begin Dataset
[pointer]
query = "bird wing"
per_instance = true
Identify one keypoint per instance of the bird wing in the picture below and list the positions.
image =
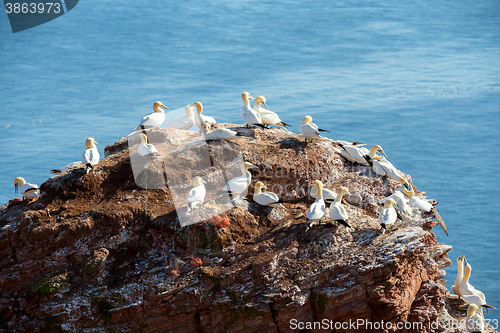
(146, 149)
(250, 116)
(377, 168)
(420, 204)
(154, 119)
(316, 211)
(266, 198)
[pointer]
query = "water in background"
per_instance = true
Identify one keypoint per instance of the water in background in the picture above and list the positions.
(421, 79)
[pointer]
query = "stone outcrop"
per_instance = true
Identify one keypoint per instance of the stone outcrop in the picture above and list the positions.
(98, 253)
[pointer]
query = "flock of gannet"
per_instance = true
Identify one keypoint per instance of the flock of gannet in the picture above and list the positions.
(474, 298)
(401, 202)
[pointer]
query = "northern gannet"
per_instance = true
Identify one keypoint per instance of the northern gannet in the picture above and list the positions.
(183, 123)
(356, 153)
(328, 195)
(68, 167)
(460, 274)
(196, 195)
(200, 118)
(239, 184)
(29, 191)
(90, 156)
(310, 130)
(473, 321)
(268, 117)
(382, 167)
(337, 211)
(470, 294)
(388, 214)
(250, 116)
(145, 148)
(420, 204)
(218, 133)
(267, 198)
(317, 210)
(154, 119)
(402, 204)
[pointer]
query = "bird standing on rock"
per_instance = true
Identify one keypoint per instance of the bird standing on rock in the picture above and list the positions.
(388, 214)
(250, 116)
(337, 211)
(317, 210)
(28, 191)
(310, 130)
(145, 148)
(268, 117)
(153, 120)
(265, 198)
(199, 118)
(90, 156)
(196, 195)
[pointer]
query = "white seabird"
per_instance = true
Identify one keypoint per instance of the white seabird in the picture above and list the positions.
(196, 195)
(473, 321)
(250, 116)
(356, 153)
(145, 148)
(28, 191)
(420, 204)
(183, 123)
(328, 195)
(154, 119)
(402, 204)
(90, 156)
(317, 210)
(68, 167)
(382, 167)
(268, 117)
(200, 118)
(471, 295)
(460, 274)
(337, 211)
(265, 198)
(218, 133)
(239, 184)
(388, 214)
(310, 130)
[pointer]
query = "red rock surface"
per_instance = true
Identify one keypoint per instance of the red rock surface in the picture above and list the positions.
(98, 253)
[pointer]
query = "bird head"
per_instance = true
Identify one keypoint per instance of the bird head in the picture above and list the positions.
(261, 100)
(306, 120)
(90, 143)
(19, 181)
(159, 107)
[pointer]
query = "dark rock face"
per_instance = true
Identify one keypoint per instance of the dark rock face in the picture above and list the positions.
(99, 253)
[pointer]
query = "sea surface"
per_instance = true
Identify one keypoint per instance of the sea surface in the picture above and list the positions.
(419, 78)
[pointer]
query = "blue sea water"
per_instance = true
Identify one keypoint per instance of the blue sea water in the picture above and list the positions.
(422, 79)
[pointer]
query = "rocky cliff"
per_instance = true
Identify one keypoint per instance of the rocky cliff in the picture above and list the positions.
(98, 253)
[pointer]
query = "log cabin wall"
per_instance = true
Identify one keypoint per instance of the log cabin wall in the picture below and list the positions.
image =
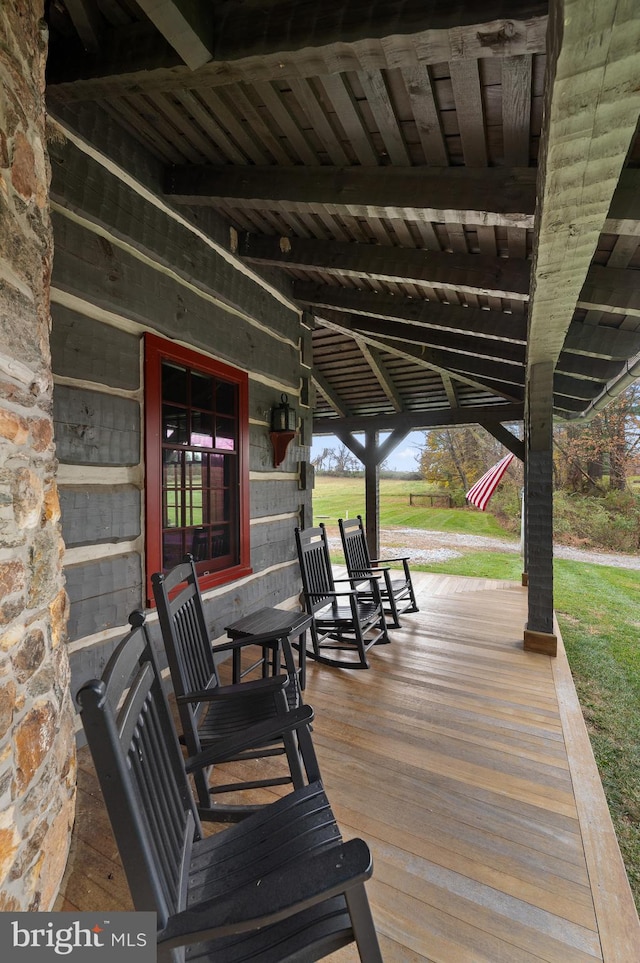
(124, 265)
(37, 754)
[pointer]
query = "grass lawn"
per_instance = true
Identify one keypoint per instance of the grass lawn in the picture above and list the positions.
(598, 609)
(336, 498)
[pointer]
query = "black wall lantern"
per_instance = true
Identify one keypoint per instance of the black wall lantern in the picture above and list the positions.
(284, 424)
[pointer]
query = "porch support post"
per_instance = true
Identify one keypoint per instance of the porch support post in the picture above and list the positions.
(539, 635)
(372, 455)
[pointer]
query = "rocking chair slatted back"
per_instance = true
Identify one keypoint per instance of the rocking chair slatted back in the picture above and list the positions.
(396, 589)
(317, 574)
(347, 618)
(231, 718)
(279, 885)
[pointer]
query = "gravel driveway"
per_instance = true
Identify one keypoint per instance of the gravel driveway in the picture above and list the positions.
(427, 546)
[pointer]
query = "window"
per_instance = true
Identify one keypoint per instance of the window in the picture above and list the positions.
(197, 488)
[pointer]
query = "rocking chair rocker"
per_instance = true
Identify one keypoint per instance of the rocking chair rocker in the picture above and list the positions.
(397, 593)
(347, 621)
(211, 714)
(281, 885)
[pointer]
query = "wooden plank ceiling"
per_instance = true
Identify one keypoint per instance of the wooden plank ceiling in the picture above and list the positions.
(451, 201)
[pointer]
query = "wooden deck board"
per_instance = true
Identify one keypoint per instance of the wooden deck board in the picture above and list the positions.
(464, 762)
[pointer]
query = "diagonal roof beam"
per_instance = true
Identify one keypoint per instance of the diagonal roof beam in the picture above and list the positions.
(374, 360)
(493, 196)
(287, 39)
(187, 25)
(471, 273)
(330, 394)
(414, 313)
(438, 338)
(591, 112)
(479, 373)
(410, 420)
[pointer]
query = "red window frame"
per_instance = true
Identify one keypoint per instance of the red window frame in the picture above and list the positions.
(157, 350)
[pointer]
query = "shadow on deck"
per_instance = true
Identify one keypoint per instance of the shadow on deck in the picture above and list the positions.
(465, 764)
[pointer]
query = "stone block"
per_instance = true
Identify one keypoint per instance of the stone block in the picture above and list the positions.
(34, 737)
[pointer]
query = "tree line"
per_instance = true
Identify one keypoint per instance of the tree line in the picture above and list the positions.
(590, 457)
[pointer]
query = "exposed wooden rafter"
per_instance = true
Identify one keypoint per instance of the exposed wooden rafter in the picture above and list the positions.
(494, 196)
(282, 40)
(187, 25)
(377, 365)
(411, 420)
(501, 380)
(473, 273)
(414, 312)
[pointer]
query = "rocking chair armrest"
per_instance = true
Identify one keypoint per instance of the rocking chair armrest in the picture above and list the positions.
(358, 579)
(239, 690)
(284, 893)
(383, 561)
(263, 639)
(332, 595)
(256, 735)
(357, 573)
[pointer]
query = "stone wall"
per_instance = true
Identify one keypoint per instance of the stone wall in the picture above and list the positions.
(37, 756)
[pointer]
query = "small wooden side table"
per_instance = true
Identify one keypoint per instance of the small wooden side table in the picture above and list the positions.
(282, 622)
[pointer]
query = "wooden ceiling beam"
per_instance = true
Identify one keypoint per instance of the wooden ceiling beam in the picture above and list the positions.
(414, 312)
(286, 39)
(412, 420)
(88, 22)
(187, 25)
(494, 196)
(470, 273)
(601, 341)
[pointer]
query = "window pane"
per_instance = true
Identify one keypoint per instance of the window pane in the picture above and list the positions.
(218, 507)
(201, 429)
(225, 434)
(174, 425)
(225, 398)
(174, 382)
(202, 390)
(172, 489)
(173, 550)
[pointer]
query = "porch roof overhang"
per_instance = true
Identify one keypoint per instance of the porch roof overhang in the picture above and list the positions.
(449, 202)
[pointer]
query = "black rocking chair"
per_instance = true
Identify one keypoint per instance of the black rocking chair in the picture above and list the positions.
(211, 714)
(348, 620)
(281, 885)
(397, 593)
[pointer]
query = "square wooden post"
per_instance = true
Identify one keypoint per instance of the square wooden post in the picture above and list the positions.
(539, 635)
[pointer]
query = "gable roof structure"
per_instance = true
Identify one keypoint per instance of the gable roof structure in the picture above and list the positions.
(449, 201)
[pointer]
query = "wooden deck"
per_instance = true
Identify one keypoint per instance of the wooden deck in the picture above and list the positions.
(465, 764)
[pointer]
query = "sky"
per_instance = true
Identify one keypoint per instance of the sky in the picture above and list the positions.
(402, 458)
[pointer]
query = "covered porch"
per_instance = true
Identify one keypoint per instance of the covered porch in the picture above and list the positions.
(465, 763)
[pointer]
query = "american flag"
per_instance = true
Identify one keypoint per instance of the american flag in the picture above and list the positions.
(480, 493)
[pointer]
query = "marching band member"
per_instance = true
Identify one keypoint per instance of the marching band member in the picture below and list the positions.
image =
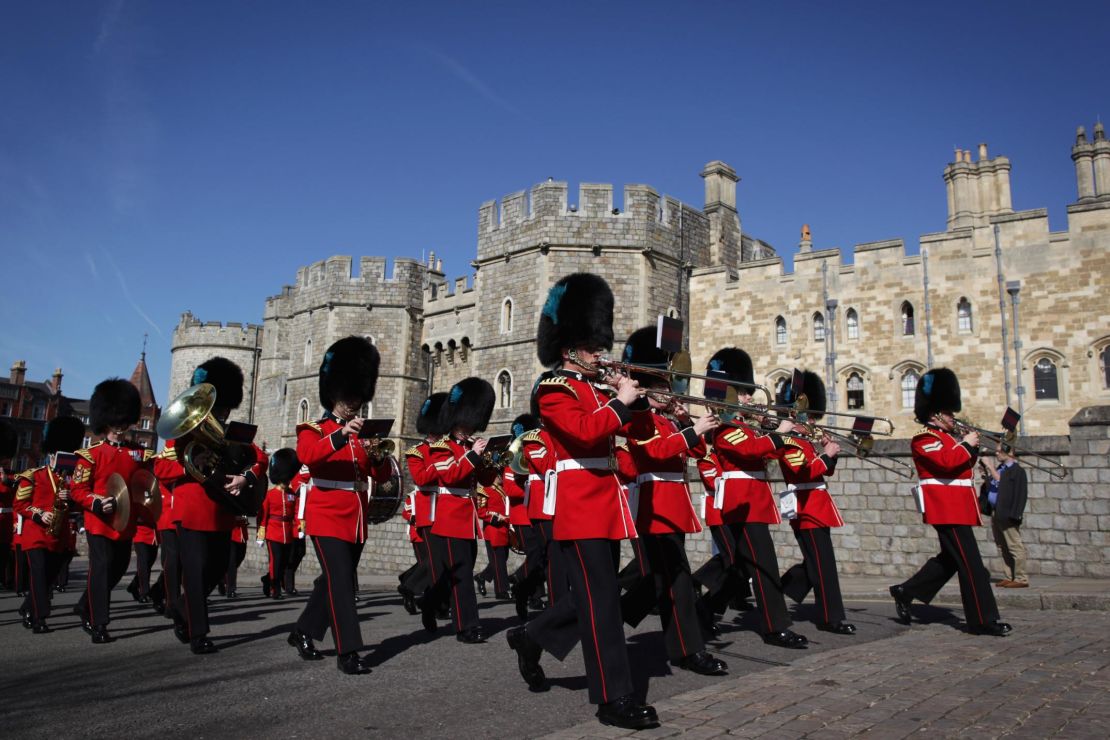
(333, 514)
(664, 514)
(804, 470)
(946, 467)
(113, 408)
(41, 496)
(455, 525)
(275, 519)
(588, 504)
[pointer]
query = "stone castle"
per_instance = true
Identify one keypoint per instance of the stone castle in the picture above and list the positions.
(1013, 307)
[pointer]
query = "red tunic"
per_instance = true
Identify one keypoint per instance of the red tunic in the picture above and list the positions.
(94, 466)
(581, 423)
(275, 519)
(945, 467)
(34, 496)
(804, 472)
(742, 453)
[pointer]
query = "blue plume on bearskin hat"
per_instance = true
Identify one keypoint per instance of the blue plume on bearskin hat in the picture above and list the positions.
(468, 405)
(349, 372)
(114, 403)
(937, 391)
(225, 376)
(578, 313)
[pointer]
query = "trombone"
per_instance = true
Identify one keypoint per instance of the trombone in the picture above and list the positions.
(1009, 437)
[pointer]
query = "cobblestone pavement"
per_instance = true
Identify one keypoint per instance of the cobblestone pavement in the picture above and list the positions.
(1049, 678)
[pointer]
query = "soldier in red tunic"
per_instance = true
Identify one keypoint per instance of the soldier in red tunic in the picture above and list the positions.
(946, 468)
(333, 513)
(814, 514)
(585, 496)
(41, 496)
(113, 408)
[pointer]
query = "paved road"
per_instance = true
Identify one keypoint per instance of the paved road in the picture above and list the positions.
(148, 685)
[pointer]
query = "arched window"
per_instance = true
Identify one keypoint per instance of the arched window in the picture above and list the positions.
(909, 387)
(964, 316)
(504, 389)
(779, 331)
(907, 318)
(855, 391)
(1046, 386)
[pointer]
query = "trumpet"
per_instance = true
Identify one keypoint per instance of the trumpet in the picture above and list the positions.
(1009, 437)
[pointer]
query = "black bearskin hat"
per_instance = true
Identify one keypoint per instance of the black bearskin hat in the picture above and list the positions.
(641, 350)
(734, 363)
(937, 391)
(283, 466)
(63, 434)
(114, 403)
(578, 313)
(427, 421)
(225, 376)
(468, 405)
(349, 372)
(524, 423)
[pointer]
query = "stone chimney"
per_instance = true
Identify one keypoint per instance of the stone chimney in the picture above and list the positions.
(18, 372)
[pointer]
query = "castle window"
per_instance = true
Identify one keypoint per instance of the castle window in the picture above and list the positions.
(779, 331)
(907, 318)
(964, 316)
(504, 389)
(909, 387)
(1046, 386)
(855, 391)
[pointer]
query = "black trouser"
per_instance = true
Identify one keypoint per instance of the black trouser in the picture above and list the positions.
(236, 554)
(454, 579)
(279, 557)
(43, 569)
(108, 561)
(959, 554)
(592, 616)
(332, 599)
(295, 555)
(668, 585)
(497, 568)
(203, 564)
(817, 570)
(144, 563)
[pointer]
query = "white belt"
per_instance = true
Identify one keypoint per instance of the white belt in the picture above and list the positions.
(340, 485)
(948, 482)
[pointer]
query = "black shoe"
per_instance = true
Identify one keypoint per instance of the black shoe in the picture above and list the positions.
(839, 628)
(472, 636)
(901, 604)
(995, 629)
(628, 713)
(704, 664)
(304, 646)
(527, 657)
(786, 639)
(351, 664)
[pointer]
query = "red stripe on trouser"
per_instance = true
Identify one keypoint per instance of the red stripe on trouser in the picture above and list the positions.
(763, 599)
(331, 602)
(967, 567)
(820, 576)
(593, 624)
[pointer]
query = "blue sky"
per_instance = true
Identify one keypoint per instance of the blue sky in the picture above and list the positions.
(157, 156)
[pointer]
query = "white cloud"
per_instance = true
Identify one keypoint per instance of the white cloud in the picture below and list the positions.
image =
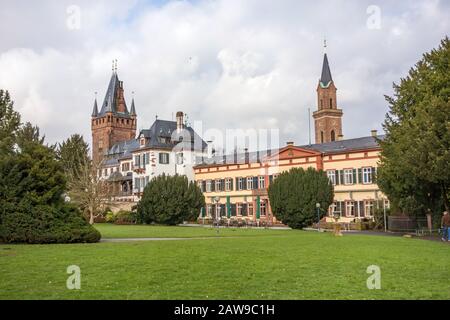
(232, 64)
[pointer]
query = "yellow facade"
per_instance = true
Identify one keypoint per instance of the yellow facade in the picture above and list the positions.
(356, 195)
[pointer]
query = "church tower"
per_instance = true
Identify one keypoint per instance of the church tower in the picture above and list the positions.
(114, 123)
(327, 118)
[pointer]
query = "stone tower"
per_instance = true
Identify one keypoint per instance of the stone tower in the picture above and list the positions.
(114, 123)
(327, 118)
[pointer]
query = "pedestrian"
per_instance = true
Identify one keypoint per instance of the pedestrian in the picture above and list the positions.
(445, 225)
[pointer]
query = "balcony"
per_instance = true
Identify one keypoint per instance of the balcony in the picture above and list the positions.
(139, 169)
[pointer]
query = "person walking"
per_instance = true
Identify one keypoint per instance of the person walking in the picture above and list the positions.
(445, 225)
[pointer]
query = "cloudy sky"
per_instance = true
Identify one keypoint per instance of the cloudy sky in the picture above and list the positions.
(230, 63)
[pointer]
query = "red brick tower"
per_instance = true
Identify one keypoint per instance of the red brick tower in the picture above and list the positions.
(327, 118)
(114, 123)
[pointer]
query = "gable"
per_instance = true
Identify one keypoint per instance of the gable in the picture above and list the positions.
(292, 152)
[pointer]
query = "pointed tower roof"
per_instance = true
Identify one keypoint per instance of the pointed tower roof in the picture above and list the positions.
(95, 109)
(326, 78)
(133, 108)
(110, 101)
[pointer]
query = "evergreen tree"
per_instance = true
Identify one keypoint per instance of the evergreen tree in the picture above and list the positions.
(294, 194)
(415, 158)
(9, 123)
(73, 153)
(32, 208)
(170, 200)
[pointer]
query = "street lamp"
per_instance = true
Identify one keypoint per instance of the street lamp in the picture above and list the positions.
(318, 216)
(216, 199)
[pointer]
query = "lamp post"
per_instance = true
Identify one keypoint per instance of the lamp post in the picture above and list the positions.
(217, 200)
(318, 216)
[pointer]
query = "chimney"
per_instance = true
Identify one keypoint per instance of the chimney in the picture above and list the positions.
(180, 120)
(247, 156)
(210, 146)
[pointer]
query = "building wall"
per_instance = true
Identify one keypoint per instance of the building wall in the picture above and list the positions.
(357, 192)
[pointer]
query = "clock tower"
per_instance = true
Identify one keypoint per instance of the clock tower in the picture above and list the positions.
(327, 118)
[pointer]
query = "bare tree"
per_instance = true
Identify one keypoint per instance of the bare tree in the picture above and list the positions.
(89, 190)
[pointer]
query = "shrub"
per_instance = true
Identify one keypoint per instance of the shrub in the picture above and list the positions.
(125, 217)
(170, 200)
(294, 194)
(46, 224)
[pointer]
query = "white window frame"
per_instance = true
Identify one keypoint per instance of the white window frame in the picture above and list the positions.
(331, 174)
(240, 183)
(367, 175)
(208, 185)
(161, 157)
(228, 184)
(350, 207)
(249, 183)
(368, 208)
(348, 176)
(239, 209)
(261, 182)
(217, 185)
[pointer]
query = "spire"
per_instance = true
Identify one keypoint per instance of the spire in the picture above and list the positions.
(133, 108)
(95, 110)
(326, 78)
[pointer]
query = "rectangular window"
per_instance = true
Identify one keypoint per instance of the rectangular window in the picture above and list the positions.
(249, 183)
(368, 208)
(250, 209)
(348, 176)
(125, 167)
(209, 210)
(228, 184)
(350, 209)
(218, 186)
(164, 158)
(239, 209)
(240, 183)
(263, 208)
(137, 184)
(262, 182)
(180, 159)
(332, 176)
(367, 175)
(137, 160)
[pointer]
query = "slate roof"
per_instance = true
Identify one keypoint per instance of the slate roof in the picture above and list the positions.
(325, 78)
(161, 135)
(109, 103)
(168, 131)
(95, 109)
(363, 143)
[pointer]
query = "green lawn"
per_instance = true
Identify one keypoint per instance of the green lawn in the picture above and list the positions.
(139, 231)
(255, 264)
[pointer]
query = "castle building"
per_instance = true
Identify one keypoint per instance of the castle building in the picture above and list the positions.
(235, 187)
(114, 123)
(327, 117)
(128, 162)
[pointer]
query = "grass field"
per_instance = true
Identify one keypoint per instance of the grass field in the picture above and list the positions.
(241, 264)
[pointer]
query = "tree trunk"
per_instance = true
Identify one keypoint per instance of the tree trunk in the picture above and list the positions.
(91, 216)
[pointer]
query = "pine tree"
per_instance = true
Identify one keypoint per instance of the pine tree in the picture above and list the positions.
(295, 193)
(415, 158)
(170, 200)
end Dataset
### Required task
Display every line of the records that contains the string "background", treating uppercase and lowercase letters as different.

### Task answer
query = "water in background"
Identify one keypoint per instance of the water in background in the picture above and list the positions.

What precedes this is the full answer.